- Aim of the task: Extract every line in the entries below that contains the string "facemask". The match is case-sensitive.

- Task input:
— start —
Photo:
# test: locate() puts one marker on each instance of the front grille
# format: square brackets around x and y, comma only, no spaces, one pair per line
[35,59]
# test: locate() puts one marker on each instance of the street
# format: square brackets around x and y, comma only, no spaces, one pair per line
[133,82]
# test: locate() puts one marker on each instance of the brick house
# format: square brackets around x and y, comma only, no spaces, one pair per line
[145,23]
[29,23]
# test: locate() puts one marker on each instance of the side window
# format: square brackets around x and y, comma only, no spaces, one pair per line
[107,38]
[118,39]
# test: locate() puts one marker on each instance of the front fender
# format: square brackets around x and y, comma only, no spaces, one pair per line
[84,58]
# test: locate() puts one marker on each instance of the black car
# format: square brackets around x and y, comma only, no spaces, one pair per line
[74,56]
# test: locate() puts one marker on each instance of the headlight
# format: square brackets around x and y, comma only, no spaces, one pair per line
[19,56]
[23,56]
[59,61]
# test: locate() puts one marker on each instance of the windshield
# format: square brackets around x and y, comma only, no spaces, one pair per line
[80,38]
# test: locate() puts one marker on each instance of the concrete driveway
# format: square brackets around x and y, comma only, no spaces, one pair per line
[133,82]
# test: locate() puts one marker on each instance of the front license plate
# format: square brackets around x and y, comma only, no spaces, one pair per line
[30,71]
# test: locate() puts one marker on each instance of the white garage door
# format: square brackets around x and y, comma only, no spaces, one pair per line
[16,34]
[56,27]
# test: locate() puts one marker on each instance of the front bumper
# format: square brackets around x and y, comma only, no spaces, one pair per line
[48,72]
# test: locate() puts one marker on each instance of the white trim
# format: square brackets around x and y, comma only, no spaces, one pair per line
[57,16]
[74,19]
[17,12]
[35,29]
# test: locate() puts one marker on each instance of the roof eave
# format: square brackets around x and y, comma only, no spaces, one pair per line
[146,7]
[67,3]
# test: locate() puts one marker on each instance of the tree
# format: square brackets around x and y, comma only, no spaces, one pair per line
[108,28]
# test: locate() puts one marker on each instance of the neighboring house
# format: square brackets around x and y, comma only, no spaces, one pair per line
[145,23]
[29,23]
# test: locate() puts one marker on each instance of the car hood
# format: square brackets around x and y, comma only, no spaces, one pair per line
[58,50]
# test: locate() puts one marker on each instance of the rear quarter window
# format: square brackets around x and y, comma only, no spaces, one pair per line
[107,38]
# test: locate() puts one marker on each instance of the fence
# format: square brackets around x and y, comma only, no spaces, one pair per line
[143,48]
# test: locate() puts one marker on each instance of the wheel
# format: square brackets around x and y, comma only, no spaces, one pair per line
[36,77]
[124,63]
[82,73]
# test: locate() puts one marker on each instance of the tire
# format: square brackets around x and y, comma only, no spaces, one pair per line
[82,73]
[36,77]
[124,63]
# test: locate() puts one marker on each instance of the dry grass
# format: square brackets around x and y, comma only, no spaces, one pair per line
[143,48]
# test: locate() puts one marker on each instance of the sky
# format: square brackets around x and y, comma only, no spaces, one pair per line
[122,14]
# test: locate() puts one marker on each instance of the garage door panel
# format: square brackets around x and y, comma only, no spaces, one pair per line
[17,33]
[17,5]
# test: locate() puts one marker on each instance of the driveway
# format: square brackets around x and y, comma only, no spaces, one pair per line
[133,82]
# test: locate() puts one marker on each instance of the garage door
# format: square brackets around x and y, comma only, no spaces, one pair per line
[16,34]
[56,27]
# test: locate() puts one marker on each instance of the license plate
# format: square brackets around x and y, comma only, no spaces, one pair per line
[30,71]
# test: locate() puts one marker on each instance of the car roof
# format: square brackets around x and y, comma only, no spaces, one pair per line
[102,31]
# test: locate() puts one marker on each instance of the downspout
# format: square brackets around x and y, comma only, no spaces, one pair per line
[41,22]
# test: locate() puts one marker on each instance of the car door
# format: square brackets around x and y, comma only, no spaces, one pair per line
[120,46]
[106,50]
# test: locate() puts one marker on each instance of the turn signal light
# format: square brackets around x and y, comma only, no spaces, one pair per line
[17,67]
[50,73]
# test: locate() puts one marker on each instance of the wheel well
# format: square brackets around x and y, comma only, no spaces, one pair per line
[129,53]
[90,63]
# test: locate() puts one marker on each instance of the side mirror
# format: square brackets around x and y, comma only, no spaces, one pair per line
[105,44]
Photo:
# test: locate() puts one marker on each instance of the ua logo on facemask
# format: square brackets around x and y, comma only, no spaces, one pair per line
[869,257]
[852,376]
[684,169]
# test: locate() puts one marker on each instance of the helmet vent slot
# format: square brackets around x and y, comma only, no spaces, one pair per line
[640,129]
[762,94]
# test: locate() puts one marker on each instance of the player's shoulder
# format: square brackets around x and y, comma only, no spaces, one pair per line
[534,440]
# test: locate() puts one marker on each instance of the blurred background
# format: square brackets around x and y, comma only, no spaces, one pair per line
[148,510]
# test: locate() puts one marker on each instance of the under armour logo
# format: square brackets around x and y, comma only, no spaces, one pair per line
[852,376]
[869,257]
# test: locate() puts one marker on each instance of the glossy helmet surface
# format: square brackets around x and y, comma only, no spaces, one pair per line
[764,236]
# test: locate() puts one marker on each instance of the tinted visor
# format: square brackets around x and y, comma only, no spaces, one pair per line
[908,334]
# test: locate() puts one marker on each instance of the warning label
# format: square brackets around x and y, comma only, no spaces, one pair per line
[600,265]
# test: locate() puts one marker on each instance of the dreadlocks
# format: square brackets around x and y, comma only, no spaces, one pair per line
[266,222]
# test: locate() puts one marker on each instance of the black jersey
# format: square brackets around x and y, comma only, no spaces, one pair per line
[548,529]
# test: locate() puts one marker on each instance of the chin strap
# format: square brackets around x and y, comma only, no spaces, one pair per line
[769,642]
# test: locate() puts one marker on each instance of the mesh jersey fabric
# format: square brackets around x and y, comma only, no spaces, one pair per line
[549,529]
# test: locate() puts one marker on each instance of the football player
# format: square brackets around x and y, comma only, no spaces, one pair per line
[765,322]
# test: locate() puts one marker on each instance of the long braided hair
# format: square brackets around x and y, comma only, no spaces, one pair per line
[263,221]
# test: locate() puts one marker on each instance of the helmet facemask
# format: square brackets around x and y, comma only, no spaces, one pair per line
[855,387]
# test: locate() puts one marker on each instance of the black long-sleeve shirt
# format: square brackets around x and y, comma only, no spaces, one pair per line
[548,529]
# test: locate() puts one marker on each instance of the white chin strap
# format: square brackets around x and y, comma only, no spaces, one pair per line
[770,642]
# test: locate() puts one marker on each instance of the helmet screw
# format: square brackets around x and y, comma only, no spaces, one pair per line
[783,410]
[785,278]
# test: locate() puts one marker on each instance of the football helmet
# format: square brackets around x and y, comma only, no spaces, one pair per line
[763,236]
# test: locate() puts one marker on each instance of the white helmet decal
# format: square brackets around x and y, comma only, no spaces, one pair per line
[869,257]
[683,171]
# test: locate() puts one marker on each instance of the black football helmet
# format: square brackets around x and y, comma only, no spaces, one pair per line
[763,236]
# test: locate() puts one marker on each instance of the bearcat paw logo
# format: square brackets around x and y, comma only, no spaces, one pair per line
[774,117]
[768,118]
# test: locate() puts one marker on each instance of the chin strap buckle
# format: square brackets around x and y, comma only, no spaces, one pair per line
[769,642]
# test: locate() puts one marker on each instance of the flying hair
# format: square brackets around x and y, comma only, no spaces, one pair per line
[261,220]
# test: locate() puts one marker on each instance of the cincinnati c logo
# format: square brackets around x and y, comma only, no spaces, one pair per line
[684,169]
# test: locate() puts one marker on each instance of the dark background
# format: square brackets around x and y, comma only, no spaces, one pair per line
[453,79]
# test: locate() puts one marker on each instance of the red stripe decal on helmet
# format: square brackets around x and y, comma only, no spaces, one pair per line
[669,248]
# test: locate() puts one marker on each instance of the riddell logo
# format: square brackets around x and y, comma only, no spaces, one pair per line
— end —
— start —
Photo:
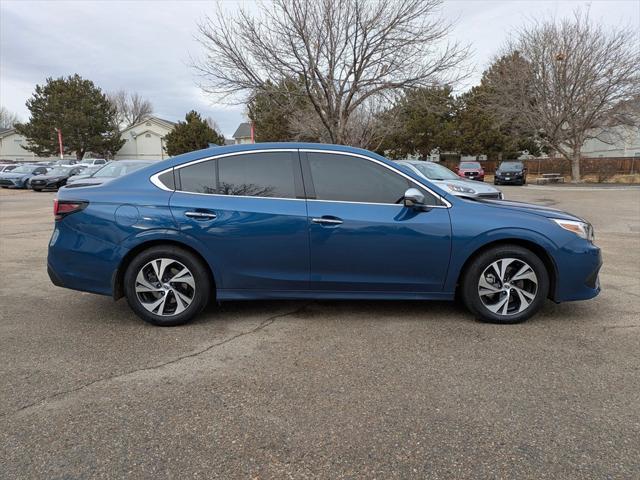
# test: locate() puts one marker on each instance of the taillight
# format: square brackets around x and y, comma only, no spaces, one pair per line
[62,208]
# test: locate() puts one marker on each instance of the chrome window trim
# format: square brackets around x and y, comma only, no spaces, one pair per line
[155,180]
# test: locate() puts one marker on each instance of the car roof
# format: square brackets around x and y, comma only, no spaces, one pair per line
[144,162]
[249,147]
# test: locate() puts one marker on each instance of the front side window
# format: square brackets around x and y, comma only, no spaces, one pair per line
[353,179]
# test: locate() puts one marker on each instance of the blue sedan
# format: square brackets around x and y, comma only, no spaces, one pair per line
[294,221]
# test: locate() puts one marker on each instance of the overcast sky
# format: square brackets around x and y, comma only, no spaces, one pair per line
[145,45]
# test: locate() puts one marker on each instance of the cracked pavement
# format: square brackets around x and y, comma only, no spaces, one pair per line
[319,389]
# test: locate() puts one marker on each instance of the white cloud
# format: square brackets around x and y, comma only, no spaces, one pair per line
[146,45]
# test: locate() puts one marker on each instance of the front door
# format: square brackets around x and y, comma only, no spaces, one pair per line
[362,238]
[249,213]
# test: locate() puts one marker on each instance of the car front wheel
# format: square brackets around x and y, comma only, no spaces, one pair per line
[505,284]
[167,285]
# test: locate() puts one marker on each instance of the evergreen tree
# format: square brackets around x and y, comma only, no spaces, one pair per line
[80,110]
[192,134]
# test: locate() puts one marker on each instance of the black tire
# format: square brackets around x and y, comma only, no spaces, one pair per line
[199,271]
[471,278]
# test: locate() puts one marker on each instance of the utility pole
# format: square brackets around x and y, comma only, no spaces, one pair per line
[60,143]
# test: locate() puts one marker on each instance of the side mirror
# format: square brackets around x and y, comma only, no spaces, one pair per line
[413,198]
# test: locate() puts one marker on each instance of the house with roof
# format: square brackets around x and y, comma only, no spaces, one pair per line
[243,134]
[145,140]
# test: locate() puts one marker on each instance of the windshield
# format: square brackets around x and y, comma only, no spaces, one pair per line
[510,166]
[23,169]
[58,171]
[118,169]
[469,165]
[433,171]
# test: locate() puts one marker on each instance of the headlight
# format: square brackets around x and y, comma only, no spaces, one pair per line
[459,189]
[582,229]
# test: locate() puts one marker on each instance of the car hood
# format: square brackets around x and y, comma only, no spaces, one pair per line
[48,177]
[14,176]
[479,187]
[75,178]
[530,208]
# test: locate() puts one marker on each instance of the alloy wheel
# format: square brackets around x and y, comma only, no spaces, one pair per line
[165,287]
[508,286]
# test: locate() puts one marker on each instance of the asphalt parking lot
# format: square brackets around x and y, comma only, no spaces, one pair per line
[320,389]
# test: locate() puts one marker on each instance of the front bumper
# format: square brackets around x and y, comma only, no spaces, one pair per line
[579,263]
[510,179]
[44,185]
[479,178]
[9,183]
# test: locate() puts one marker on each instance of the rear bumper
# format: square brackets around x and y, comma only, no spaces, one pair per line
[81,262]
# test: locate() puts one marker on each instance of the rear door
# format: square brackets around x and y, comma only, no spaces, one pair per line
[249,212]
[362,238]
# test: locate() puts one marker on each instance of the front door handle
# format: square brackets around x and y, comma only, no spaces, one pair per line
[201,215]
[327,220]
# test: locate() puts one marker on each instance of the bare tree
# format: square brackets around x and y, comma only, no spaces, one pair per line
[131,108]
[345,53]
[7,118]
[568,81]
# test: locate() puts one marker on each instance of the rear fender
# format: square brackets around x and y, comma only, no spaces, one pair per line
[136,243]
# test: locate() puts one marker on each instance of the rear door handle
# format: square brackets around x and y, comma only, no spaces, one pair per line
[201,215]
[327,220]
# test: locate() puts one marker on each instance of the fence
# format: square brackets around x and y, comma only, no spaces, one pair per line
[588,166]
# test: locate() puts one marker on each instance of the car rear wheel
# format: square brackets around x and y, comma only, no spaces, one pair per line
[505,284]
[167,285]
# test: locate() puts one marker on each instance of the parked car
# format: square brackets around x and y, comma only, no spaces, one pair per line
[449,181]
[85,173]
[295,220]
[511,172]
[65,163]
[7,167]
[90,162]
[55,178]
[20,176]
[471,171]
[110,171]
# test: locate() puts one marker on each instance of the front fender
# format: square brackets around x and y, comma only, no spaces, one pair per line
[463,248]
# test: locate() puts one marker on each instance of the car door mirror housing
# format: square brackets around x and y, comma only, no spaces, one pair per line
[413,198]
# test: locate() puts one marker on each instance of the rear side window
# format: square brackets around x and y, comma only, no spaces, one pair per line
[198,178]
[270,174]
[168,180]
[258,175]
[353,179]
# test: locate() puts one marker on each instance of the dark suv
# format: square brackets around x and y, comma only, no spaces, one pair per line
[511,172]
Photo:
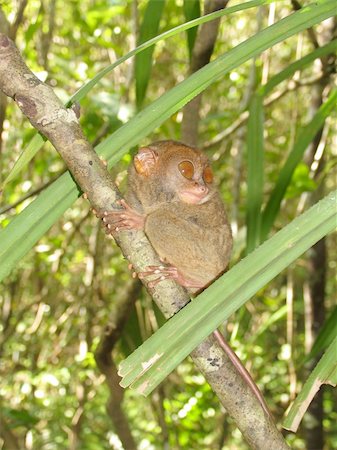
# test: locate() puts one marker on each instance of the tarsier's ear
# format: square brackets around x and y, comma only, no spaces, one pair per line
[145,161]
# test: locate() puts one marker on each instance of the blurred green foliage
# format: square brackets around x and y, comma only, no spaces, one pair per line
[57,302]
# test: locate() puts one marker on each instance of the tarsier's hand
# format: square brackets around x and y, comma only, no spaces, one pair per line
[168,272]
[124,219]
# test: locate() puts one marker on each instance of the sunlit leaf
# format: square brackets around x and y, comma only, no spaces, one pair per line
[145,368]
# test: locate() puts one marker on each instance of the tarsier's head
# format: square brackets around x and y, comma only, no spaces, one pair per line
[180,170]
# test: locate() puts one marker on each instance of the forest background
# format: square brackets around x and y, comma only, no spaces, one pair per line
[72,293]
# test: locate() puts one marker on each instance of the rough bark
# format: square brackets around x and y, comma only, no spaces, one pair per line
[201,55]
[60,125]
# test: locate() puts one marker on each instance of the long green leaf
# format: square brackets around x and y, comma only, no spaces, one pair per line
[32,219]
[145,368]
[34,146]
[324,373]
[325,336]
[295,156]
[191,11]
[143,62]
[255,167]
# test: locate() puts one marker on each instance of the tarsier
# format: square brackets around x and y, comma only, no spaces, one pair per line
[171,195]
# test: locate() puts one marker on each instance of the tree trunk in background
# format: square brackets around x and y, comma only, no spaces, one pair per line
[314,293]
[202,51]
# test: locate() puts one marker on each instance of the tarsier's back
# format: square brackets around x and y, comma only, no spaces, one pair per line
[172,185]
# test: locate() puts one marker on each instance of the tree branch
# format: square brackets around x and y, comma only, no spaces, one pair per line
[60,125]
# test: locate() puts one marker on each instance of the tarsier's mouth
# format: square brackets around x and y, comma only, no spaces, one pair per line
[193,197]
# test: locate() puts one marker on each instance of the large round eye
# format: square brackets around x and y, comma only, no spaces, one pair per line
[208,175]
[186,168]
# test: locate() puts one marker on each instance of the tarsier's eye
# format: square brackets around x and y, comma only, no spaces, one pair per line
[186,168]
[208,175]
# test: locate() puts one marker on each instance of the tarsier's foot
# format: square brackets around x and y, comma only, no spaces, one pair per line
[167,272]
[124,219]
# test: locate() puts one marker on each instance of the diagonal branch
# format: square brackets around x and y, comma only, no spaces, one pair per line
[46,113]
— end —
- Problem solution:
# test: locate() puts one marker on each instance of the ua logo on facemask
# test: locate() puts one marker on each instance of the helmet facemask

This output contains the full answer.